> _TEXTO PROPUESTO_:
☆ ☆ ☆ ☆ ☆

FILOSOFAR SIN FACULTADES
¿QUIERES,
Cebes, que te haga una exposición de mi segunda singladura?», interpela
Sócrates al interlocutor que se pregunta sobre cuál sea esa disciplina a la que
el maestro viene llamando «filosofía». La propuesta de Sócrates es, como
siempre, irónica. «Segunda singladura» habla la jerga de los marineros. Dice el
trance más difícil para un navegante. Ése en el cual el viento cesa y cede a
una plúmbea calma chicha. Las velas se le truecan en estorbo. Y, al cabo de una
espera muerta, no queda otra salvación que el remo: esto es, la recia
confrontación de cada hombre con un entorno del cual ya nada espera. La amistad
engañosa del viento se extinguió. Y sólo de la fuerza propia puede el navegante
aguardar el arribo a puerto.
Es
la más testaruda de las metáforas platónicas que dan nombre y leyenda a eso que
hasta hoy seguimos llamando filosofía: la doble vuelta de tuerca que, de la red
de respuestas con que el primer trayecto del saber, el de las ciencias, querría
dar sosiego a los hombres, revierte a una huidiza telaraña de nuevas preguntas
que arruinan cualquier certeza. Así, sin límite ni desenlace, la filosofía no
es, claro está, disciplina científica. Nunca. Las ciencias operan conclusiones:
enunciados que pueden –deben– abrir camino en el acumulativo curso de sus
hallazgos. La filosofía está en el momento de la interrogación. Sólo. Como
puesta en cuestión de cada resultado. Y, así, a diferencia del continuum que
las ciencias van construyendo en el tiempo, no hay en filosofía ni construcción
ni avance. Ni historia propia, en rigor. Sólo la voladura de las convenidas
certezas, que su mirada obliga a saber ilusorias. «¿No vuelan acaso por los
aires todos los encantos ante la glacial mirada de la filosofía?», se pregunta
la hechicera Lamia en el poema de John Keats.

☆ ☆ ☆ ☆ ☆

> _DATOS DEL EJERCICIO_:
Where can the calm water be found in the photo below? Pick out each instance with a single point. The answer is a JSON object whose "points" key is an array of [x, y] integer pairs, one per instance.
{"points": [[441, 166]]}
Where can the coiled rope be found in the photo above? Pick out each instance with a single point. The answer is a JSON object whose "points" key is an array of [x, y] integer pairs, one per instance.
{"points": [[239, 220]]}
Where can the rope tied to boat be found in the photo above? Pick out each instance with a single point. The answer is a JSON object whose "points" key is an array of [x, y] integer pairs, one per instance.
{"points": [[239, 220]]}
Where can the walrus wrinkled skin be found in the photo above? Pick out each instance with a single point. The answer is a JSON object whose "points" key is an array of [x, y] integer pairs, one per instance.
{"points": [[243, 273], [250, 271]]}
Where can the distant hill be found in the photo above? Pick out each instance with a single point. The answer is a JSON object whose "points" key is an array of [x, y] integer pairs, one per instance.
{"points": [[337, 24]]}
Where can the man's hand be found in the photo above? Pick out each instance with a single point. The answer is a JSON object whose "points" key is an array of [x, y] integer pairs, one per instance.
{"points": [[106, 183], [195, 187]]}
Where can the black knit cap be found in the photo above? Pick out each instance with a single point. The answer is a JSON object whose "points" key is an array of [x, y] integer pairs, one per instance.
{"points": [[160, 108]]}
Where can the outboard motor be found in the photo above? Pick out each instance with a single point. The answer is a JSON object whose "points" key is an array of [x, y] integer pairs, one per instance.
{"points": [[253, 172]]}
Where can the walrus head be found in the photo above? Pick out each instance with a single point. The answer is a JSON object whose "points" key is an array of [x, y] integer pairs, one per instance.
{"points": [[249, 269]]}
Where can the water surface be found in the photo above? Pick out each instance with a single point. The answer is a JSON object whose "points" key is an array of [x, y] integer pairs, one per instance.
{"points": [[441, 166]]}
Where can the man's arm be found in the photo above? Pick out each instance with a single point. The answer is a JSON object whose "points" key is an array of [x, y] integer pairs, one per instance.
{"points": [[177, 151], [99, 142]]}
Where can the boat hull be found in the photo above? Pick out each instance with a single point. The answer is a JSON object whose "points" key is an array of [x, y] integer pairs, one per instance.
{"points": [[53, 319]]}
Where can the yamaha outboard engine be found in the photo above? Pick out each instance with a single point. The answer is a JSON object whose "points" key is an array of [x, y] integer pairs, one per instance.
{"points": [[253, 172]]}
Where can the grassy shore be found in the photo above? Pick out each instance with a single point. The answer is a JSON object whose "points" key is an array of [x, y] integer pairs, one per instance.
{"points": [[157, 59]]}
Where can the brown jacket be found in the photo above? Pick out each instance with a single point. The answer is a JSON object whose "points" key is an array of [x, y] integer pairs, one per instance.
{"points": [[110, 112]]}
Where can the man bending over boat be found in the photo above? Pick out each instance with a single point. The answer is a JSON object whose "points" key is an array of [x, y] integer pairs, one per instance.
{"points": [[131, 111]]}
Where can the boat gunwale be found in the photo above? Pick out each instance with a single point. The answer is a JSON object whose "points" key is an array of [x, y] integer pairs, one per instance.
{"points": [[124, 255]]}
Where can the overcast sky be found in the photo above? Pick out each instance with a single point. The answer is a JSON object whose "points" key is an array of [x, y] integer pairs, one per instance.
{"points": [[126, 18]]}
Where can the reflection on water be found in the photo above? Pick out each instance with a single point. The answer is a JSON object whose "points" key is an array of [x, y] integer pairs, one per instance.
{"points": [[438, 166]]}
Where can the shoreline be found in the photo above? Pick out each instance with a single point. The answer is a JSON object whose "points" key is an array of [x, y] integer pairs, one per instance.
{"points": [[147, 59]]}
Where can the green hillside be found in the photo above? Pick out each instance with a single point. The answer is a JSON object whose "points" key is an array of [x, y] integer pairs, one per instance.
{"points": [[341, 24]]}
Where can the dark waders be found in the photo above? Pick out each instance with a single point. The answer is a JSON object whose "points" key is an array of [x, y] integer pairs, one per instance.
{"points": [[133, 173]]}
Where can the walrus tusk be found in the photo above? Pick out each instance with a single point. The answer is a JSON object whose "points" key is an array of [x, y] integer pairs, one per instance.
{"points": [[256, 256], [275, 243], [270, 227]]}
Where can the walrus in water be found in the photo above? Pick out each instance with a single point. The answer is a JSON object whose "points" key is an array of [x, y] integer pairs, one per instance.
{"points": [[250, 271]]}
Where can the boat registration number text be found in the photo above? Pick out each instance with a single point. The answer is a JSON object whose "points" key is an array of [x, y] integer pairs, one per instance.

☆ ☆ ☆ ☆ ☆

> _OBJETIVO PLANTEADO A_:
Extrae cada línea de las filas que contenga la palabra "outboard", distinguiendo entre mayúsculas y minúsculas.
> _OBJETIVO PLANTEADO B_:
Prosigue el texto sobre la filosofía a partir de su última oración.
El texto sobre la filosofía y las filas no guardan relación entre sí.

> _RESPUESTA DEL EJERCICIO A_:
Where can the outboard motor be found in the photo above? Pick out each instance with a single point. The answer is a JSON object whose "points" key is an array of [x, y] integer pairs, one per instance.
Where can the yamaha outboard engine be found in the photo above? Pick out each instance with a single point. The answer is a JSON object whose "points" key is an array of [x, y] integer pairs, one per instance.

> _RESPUESTA DEL EJERCICIO B_:
Pura
negatividad, o más bien pura suspensión del juicio, no posee la filosofía lugar
en el calmo territorio de las instituciones. Su actitud es perversa,
improductiva. Lo que es lo mismo, libre. Aristóteles: «El que se plantea un
problema o se admira, reconoce su ignorancia... Es, pues, evidente que no
buscamos la filosofía por ninguna otra utilidad, sino que la consideramos como
el único saber libre. Por eso también su posesión podría con justicia ser
considerada impropia del hombre. Pues la naturaleza humana es esclava en muchos
aspectos». Y se remite el estagirita a la autoridad del legendario Simónides:
«Sólo un dios puede tener tal privilegio». No somos dioses. Y, así, filosofía
es paradoja.
La
desaparición de las Facultades de Filosofía en nuestras Universidades está
siendo presentada como una tragedia. No lo entiendo. Si hay un espacio bajo el
cual la filosofía necesariamente se asfixia, es el del cobijo institucional,
que la trueca en servidumbre. Servidumbre a la institución, a la sociedad, a la
corrección respetable de lo político. Mientras que el filósofo es –es sólo– el
artesano fiel de lo irrespetuoso, de lo incorrecto, de lo políticamente
imperdonable. En las movedizas líneas fronterizas donde asienta sus
interrogaciones, cualquier tentación edificante hace de él un payaso.
La
filosofía destruye. Sólo. La seriedad, ante todo. De los presuntuosos. Platón: «Los
jardines de las letras, los sembrará y escribirá el filósofo por pura
diversión». Es el «hermosísimo entretenimiento del hombre capaz de jugar con
los discursos». Nada más triste, advierte su Sócrates, que la solemnidad de
quienes se toman a sí mismos en serio. «En cambio, quien considera que en los
discursos escritos sobre cualquier materia hay necesariamente gran parte de
juego, y que jamás discurso alguno valió mucho la pena de ser escrito o de ser
pronunciado…, ese hombre es muy probable que sea tal como tú y yo, en nuestras
plegarias, pediríamos llegar a ser»: filósofo.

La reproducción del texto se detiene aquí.